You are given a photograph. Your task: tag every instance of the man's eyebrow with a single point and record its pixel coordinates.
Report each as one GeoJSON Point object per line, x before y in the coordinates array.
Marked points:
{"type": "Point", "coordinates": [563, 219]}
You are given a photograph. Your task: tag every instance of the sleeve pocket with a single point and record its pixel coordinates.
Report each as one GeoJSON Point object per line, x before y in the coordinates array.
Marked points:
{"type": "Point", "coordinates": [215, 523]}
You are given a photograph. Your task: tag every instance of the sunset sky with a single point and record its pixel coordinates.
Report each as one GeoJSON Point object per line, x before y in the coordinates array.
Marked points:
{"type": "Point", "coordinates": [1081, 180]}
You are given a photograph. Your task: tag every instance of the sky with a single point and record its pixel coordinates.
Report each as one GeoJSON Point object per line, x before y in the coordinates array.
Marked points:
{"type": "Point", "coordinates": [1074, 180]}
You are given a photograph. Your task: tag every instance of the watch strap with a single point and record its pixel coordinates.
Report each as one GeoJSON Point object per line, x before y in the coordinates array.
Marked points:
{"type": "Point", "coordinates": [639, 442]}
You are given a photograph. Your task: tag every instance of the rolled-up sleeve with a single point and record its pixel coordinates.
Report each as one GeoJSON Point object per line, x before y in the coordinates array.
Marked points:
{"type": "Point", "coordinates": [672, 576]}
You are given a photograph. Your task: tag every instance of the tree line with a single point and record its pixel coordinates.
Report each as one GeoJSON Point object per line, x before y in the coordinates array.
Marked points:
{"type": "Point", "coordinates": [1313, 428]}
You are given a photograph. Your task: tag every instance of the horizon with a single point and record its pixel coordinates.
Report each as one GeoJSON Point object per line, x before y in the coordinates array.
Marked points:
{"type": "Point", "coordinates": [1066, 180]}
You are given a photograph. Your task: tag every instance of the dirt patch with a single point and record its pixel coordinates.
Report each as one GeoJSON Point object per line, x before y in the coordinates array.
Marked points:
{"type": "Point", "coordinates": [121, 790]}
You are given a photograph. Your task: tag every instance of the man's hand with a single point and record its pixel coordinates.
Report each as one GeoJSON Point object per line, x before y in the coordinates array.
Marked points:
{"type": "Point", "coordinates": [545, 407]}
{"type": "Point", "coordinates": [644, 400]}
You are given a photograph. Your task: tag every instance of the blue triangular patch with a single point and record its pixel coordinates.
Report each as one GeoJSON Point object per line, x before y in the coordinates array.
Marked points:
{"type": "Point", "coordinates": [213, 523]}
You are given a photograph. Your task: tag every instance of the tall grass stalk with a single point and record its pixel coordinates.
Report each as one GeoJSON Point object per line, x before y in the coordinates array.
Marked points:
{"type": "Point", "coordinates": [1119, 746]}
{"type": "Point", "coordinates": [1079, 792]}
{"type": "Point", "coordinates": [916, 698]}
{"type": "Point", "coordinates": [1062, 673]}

######

[Problem requirements] Write every record out again, unaltered.

[Task result]
You are given a photograph. Your task: tag every instance of the man's eyebrow with a single point and record its pixel coordinates.
Report each as one GeoJSON Point object per line, x before y in the coordinates array.
Marked points:
{"type": "Point", "coordinates": [563, 219]}
You are given a photograph. Your task: tag every instance of the sleeve pocket with a single point and record its pixel coordinates.
Report each as one GeoJSON Point object per line, x before y in the coordinates array.
Marked points:
{"type": "Point", "coordinates": [215, 523]}
You are given a photograph. Your task: tag every instance of the sunset sky with a single point and record its pixel coordinates.
Report each as one GeoJSON Point object per line, x before y in the coordinates array.
Marked points:
{"type": "Point", "coordinates": [1081, 180]}
You are given a photograph. Your task: tag every instance of the sky with a single point and record its pixel coordinates.
Report each as one GeoJSON Point object per line, x before y in the coordinates array.
Marked points:
{"type": "Point", "coordinates": [1074, 180]}
You are given a photograph. Your task: tag every instance of the watch strap with a single point and record its pixel coordinates.
Report each as one GeoJSON Point object per line, x before y in the coordinates array.
Marked points:
{"type": "Point", "coordinates": [639, 442]}
You are given a photograph. Your task: tag every instance of the rolled-up sleeve with a single point and record its pixel coordinates.
Report each as one GeoJSON Point object per line, x before y in the coordinates array.
Marked points:
{"type": "Point", "coordinates": [672, 576]}
You are given a photograph. Your task: tag every instance of the tree line with a single point and record its pixel coordinates.
Report each as one GeoJSON Point object per line, x before y in the coordinates array.
Marked points:
{"type": "Point", "coordinates": [1313, 428]}
You are given a photograph. Your task: tag every instance of the horizon with a single point and record its pixel coordinates.
Report each as one GeoJSON Point object per line, x before y in the coordinates array.
Marked points:
{"type": "Point", "coordinates": [1066, 180]}
You are given a photograph. Your task: tag every instance of the dirt patch with a single point and record its pixel coordinates.
Report each as one GeoJSON Point object per line, x before y in the coordinates array.
Marked points:
{"type": "Point", "coordinates": [121, 790]}
You are given a photograph. Your task: tag every instance of the man's hand with a single point and record its pixel coordinates.
Report each as one GeoJSON Point object per line, x before y in the coordinates array.
Marked points:
{"type": "Point", "coordinates": [545, 407]}
{"type": "Point", "coordinates": [644, 400]}
You are given a photograph. Your task: tag every instance of the blue triangular patch with a single point and record its pixel coordinates.
Report each as one GeoJSON Point object per line, x before y in the coordinates array.
Marked points:
{"type": "Point", "coordinates": [213, 523]}
You are given a photograph. Your task: tag every instance of the tall grass stalk with a single point and record its pixel coordinates.
Report each as one GeoJSON Point object per line, x before y in the coordinates array.
Marked points:
{"type": "Point", "coordinates": [1119, 746]}
{"type": "Point", "coordinates": [1079, 792]}
{"type": "Point", "coordinates": [916, 698]}
{"type": "Point", "coordinates": [1062, 673]}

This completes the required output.